# Location identification items:
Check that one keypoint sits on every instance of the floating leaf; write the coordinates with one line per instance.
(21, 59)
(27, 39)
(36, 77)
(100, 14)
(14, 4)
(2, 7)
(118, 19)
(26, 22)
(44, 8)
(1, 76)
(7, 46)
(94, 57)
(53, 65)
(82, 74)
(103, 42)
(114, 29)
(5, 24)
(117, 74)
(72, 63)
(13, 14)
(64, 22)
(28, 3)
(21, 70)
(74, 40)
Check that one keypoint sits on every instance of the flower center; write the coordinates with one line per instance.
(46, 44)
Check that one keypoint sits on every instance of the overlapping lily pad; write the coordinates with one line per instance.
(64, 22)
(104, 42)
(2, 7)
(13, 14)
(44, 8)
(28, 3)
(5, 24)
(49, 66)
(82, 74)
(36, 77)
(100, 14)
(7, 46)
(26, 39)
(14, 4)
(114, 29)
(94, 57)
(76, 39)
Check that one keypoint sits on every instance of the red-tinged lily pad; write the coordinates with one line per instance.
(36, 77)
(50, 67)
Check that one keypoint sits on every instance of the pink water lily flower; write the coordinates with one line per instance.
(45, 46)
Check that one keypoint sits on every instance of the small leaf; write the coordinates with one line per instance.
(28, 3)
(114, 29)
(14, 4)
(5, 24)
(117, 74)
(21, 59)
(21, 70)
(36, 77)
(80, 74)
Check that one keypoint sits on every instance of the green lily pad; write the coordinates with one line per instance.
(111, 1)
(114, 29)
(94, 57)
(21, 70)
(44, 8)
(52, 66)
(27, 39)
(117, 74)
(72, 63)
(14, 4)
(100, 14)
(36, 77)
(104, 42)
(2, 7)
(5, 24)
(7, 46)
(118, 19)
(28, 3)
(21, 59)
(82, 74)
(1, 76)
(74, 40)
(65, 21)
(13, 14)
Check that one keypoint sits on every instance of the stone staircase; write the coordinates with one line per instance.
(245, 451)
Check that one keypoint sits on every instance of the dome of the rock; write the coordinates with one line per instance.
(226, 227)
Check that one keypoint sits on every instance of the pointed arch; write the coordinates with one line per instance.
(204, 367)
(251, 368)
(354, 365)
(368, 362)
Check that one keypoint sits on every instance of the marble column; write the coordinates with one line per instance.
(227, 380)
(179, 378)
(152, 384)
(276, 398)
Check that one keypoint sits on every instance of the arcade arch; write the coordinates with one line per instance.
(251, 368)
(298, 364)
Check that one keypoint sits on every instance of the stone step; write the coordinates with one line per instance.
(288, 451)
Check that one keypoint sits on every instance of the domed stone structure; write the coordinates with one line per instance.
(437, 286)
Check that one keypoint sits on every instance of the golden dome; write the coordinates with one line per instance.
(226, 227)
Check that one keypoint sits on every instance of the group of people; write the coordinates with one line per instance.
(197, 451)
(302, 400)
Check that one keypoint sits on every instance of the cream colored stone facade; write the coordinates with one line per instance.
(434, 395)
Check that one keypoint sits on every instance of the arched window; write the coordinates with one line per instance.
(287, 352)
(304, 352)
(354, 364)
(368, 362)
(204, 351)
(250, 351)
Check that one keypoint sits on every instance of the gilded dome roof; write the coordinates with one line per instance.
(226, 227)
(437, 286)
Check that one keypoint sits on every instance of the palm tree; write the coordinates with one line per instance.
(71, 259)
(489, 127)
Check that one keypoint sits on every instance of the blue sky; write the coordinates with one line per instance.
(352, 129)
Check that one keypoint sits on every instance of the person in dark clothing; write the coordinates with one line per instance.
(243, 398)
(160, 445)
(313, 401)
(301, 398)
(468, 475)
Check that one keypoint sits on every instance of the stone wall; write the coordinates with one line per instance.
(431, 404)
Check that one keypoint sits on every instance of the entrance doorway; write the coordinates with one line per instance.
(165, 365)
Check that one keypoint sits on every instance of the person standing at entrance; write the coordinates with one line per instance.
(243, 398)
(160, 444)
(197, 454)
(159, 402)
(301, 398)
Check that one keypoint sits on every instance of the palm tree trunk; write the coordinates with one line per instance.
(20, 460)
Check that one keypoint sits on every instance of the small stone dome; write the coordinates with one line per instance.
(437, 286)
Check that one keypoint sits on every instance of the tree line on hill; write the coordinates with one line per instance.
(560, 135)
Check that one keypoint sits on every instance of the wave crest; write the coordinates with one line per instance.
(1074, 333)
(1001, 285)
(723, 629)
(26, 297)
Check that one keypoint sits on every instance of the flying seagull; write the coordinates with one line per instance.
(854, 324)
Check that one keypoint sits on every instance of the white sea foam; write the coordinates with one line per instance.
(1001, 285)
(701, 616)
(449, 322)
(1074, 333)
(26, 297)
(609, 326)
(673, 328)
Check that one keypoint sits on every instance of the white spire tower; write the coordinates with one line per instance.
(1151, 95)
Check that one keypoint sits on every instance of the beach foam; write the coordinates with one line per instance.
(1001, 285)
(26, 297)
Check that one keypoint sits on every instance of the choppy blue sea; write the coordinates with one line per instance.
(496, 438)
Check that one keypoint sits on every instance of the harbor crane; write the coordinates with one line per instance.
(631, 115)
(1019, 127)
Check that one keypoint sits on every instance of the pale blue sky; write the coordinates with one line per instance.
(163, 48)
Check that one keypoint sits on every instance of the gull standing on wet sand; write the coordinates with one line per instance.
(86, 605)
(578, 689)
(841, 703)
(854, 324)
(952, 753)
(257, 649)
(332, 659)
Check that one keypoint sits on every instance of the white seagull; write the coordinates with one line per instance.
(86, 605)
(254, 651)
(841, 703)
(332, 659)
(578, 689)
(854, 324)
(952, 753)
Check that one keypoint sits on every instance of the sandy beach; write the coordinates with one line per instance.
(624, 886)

# WHAT YOU HAVE TO DO:
Transcribe each entry exactly.

# WRITTEN ANSWER:
Check that one keypoint sits on every instance of the floating leaf; write the coordinates with one line per instance.
(21, 59)
(27, 39)
(36, 77)
(100, 14)
(14, 4)
(2, 7)
(118, 19)
(26, 22)
(44, 8)
(1, 76)
(7, 46)
(94, 57)
(53, 65)
(82, 74)
(103, 42)
(114, 29)
(5, 24)
(117, 74)
(72, 63)
(13, 14)
(64, 22)
(28, 3)
(21, 70)
(74, 40)
Check that one keypoint sits on every instance of the flower center; write the coordinates with one line per instance.
(46, 44)
Check that one keypoint sits on every instance of the overlapping lily pad; write the coordinates with one line per instance.
(64, 22)
(104, 42)
(2, 7)
(13, 14)
(44, 8)
(28, 3)
(5, 24)
(49, 66)
(82, 74)
(36, 77)
(100, 14)
(7, 46)
(26, 39)
(14, 4)
(114, 29)
(94, 57)
(76, 39)
Check that one keypoint sits on every instance of the red-tinged lily pad; write the coordinates with one line per instance.
(36, 77)
(50, 67)
Check that one keypoint sits on every instance of the pink water lily flower; write the coordinates with one line per instance.
(45, 46)
Check that one keypoint sits on every instance of the small leaf; write the coordinates with one line per instance.
(28, 3)
(114, 29)
(14, 4)
(5, 24)
(117, 74)
(21, 59)
(21, 70)
(36, 77)
(80, 74)
Check that one keypoint sits on every instance of the green lily pad; write the coordinates with one line per instance.
(111, 1)
(114, 29)
(94, 57)
(21, 70)
(44, 8)
(52, 66)
(27, 39)
(117, 74)
(72, 63)
(14, 4)
(100, 14)
(36, 77)
(104, 42)
(2, 7)
(5, 24)
(7, 46)
(118, 19)
(28, 3)
(21, 59)
(82, 74)
(1, 76)
(74, 40)
(65, 21)
(13, 14)
Check that one keypoint sits on every instance of the stone staircase; write the coordinates with one line per instance.
(245, 451)
Check that one keypoint sits on every instance of the dome of the rock; write the coordinates with one line per instance.
(226, 227)
Check that one keypoint sits on every instance of the pointed arch; write the coordinates with one line per instance.
(204, 367)
(251, 368)
(354, 365)
(368, 362)
Check that one keypoint sits on every instance of the marble column; write the coordinates with one line per instance.
(227, 380)
(179, 378)
(152, 384)
(276, 398)
Check that one keypoint sits on every instance of the arcade arch; write the coordinates with one line per instance.
(251, 368)
(298, 364)
Check that one keypoint sits on every instance of the stone step; write the coordinates with one line per instance.
(288, 451)
Check that one keypoint sits on every instance of the domed stone structure; write the coordinates with one line per instance.
(437, 286)
Check that one keypoint sits on every instance of the golden dome; write the coordinates with one line per instance.
(226, 227)
Check that one keypoint sits on every instance of the group of people; write the coordinates with one line per instance.
(197, 451)
(302, 400)
Check that one keypoint sits on every instance of the cream colored stone facade; write the coordinates with one line per instance.
(434, 395)
Check that one keypoint sits on every instance of the arched window; write the coordinates with one line per instance.
(287, 352)
(304, 352)
(354, 364)
(368, 362)
(204, 351)
(250, 351)
Check that one keypoint sits on every instance of the gilded dome roof; write the coordinates with one line per instance.
(226, 227)
(437, 286)
Check that one keypoint sits on every instance of the palm tree; write the coordinates with one line per instance.
(71, 259)
(489, 127)
Check that one keypoint sits on every instance of the blue sky; write the coordinates with one line per instance.
(352, 129)
Check that one keypoint sits on every instance of the person in dark clothing; write the coordinates with one line per instance.
(243, 398)
(160, 445)
(313, 401)
(301, 398)
(468, 475)
Check that one keypoint sits on every instance of the stone wall; write the coordinates with one line per instance.
(431, 404)
Check that one keypoint sits on every instance of the entrance doorway; write the coordinates with one line per instance.
(165, 365)
Check that one keypoint sits on every instance of the person standing at entrance; write the coordinates with one line per instance.
(243, 398)
(160, 444)
(197, 454)
(159, 402)
(301, 398)
Check that one keypoint sits on every instance of the palm tree trunk; write the coordinates with one line per instance.
(20, 460)
Check that one keypoint sits on every instance of the small stone dome; write the coordinates with one line per instance.
(437, 286)
Check that one keypoint sits on every instance of the tree line on hill; write the coordinates with one line per instance.
(560, 135)
Check that one keypoint sits on every instance of the wave crest; write the coordinates with one line per instance.
(1074, 333)
(1001, 285)
(723, 629)
(26, 297)
Check that one keypoint sits on every instance of the flying seagull; write the coordinates with one line per instance.
(854, 324)
Check that one keypoint sits on every instance of the white sea foam; write the coordinates with one line per instance.
(1001, 285)
(701, 616)
(449, 322)
(1074, 333)
(26, 297)
(609, 326)
(673, 328)
Check that one keypoint sits on every instance of the white spire tower; write the coordinates with one line per instance.
(1151, 95)
Check that one keypoint sits on every instance of the beach foam; write the coordinates with one line per instance.
(1001, 285)
(26, 297)
Check that one keypoint sits on every instance of the choppy blue sea; write the coordinates with one line per instance.
(496, 438)
Check that one keypoint sits on every instance of the harbor crane; write the coordinates with one line per instance.
(631, 115)
(1019, 127)
Check that one keypoint sits on every instance of the pale blue sky; write the coordinates with one line per instance.
(163, 48)
Check that one keypoint sits on every instance of the gull standing on wet sand; write the coordinates with one line per instance.
(86, 605)
(578, 689)
(841, 703)
(854, 324)
(952, 753)
(257, 649)
(332, 659)
Check that one keypoint sits on every instance of the white seagull; write the coordinates with one line per instance.
(86, 605)
(254, 651)
(841, 703)
(332, 659)
(578, 689)
(854, 324)
(952, 753)
Check that one keypoint sits on every instance of the sandy beach; write the coordinates with one line per instance.
(624, 886)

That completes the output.